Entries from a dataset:
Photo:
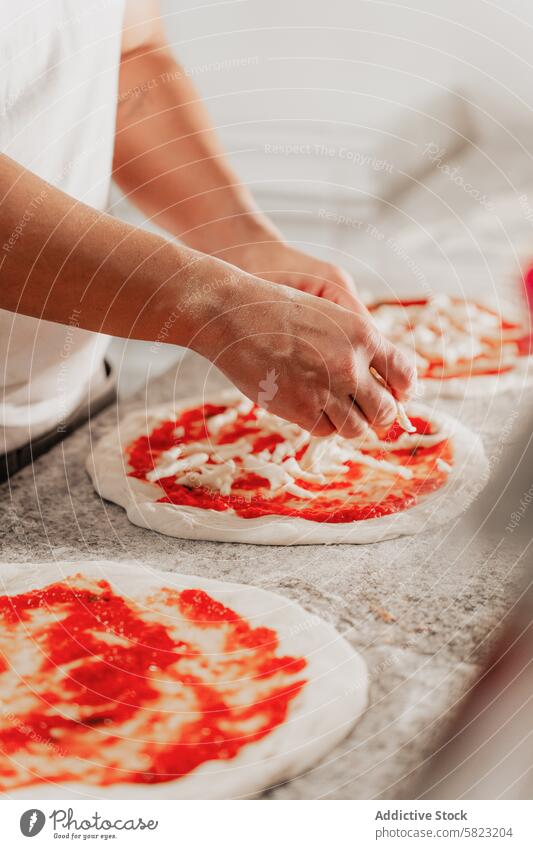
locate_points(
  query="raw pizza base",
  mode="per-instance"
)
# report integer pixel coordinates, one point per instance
(320, 716)
(479, 385)
(107, 467)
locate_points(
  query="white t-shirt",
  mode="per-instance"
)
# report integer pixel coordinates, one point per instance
(59, 64)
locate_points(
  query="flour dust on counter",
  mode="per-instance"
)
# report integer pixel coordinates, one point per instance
(222, 468)
(120, 681)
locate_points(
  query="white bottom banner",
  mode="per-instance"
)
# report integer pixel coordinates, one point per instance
(230, 825)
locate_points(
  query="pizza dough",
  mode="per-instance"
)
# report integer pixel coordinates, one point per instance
(202, 487)
(463, 349)
(119, 678)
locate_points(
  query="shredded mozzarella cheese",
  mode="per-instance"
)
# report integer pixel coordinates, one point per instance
(205, 464)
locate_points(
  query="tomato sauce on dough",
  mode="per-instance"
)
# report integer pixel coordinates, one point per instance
(100, 689)
(360, 493)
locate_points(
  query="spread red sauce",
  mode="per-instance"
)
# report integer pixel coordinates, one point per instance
(100, 689)
(361, 493)
(507, 342)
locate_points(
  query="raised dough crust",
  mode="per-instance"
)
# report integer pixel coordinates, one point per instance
(321, 715)
(107, 468)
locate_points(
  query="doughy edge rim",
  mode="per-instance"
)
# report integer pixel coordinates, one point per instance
(333, 667)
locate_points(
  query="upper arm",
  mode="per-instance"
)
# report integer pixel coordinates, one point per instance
(142, 26)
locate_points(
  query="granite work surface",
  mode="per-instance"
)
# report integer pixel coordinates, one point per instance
(422, 610)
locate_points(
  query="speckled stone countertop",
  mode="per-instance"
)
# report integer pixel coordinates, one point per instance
(422, 610)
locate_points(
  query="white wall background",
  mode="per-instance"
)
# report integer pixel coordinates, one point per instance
(310, 97)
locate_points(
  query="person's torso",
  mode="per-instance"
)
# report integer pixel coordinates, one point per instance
(58, 93)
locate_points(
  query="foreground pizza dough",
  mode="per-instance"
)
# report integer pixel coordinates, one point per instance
(119, 678)
(462, 348)
(134, 467)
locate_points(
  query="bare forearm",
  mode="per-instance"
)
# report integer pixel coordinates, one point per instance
(59, 257)
(169, 161)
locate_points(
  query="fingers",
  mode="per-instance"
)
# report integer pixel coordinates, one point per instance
(375, 401)
(395, 368)
(323, 426)
(346, 417)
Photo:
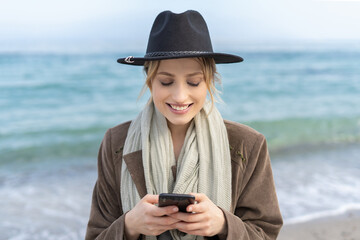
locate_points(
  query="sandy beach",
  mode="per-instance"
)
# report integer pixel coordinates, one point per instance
(343, 227)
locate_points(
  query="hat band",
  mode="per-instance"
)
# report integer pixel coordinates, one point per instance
(175, 53)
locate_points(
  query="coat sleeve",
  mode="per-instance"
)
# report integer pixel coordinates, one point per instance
(107, 220)
(257, 214)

#### Short problem
Pictures excluded, quote all the data above exactly.

#### Answer to this exercise
Photo:
locate_points(
  query="raw pizza base",
  mode="per-instance"
)
# report integer pixel coordinates, one point per instance
(320, 716)
(479, 385)
(107, 467)
locate_points(
  query="white t-shirt",
  mode="per-instance"
)
# report integer pixel coordinates, one point per instance
(59, 64)
locate_points(
  query="flour dust on counter",
  mode="per-instance"
)
# report integer pixel coordinates, one point per instance
(222, 468)
(120, 681)
locate_points(
  query="white bottom banner",
  mode="per-instance"
)
# report integer pixel coordinates, one point per instance
(230, 825)
locate_points(
  query="pizza dough",
  mode="per-instance"
)
# report integer pixel coordinates, one point per instance
(202, 487)
(463, 349)
(119, 678)
locate_points(
  query="shredded mozzarella cheese",
  mode="per-instance"
)
# report integer pixel coordinates, one point per instance
(205, 464)
locate_points(
  query="tomato sauce on dough",
  mode="per-instance"
)
# report integer pixel coordinates, one point per instance
(100, 689)
(360, 493)
locate_points(
  query="spread red sauce",
  mode="per-instance"
)
# report integer pixel coordinates, one point per instance
(100, 689)
(361, 493)
(507, 342)
locate_points(
  query="raised dough crust",
  mode="per-instance"
)
# report integer pixel coordinates, one point per instance
(321, 715)
(107, 468)
locate_points(
  query="doughy edge rim",
  mode="per-instance"
)
# report integer pixel coordinates, one point per instance
(333, 667)
locate_points(
  query="upper arm",
  mode="per-instance"
)
# report integer pixel coordinates, one point per instance
(142, 26)
locate_points(
  query="granite work surface",
  mode="per-instance"
)
# report integer pixel coordinates, one point per instance
(422, 610)
locate_points(
  query="speckled stone countertop",
  mode="per-instance"
)
# report integer pixel coordinates, one point per instance
(422, 610)
locate_points(
  query="white wall background",
  mode="per-instance"
)
# report integer pixel coordinates, one point per instance
(310, 97)
locate_points(
  query="person's torso",
  mode="per-instance"
)
# report integer pixel coordinates, one point per instance
(58, 93)
locate_points(
  query="foreground pizza dough",
  mode="per-instance"
)
# report integer pixel coordinates, one point per instance
(119, 678)
(462, 348)
(134, 467)
locate_points(
  query="bare forearm",
  mode="per-instance"
)
# report integer pixel coordinates, one point per instance
(59, 257)
(169, 161)
locate_points(
  query="fingers",
  mode="per-instance"
)
# report integer pixel coordinates, one point per instance
(375, 401)
(395, 368)
(323, 426)
(346, 417)
Photo:
locate_points(
  query="sandy beach",
  mode="per-instance"
)
# report integer pixel coordinates, one point per instance
(343, 227)
locate_points(
  query="hat band",
  mode="per-instance"
)
# report integer pixel coordinates, one point per instance
(175, 53)
locate_points(
  query="coat sleeve",
  mode="per-instance"
)
# report integer pixel coordinates, one point per instance
(107, 220)
(257, 214)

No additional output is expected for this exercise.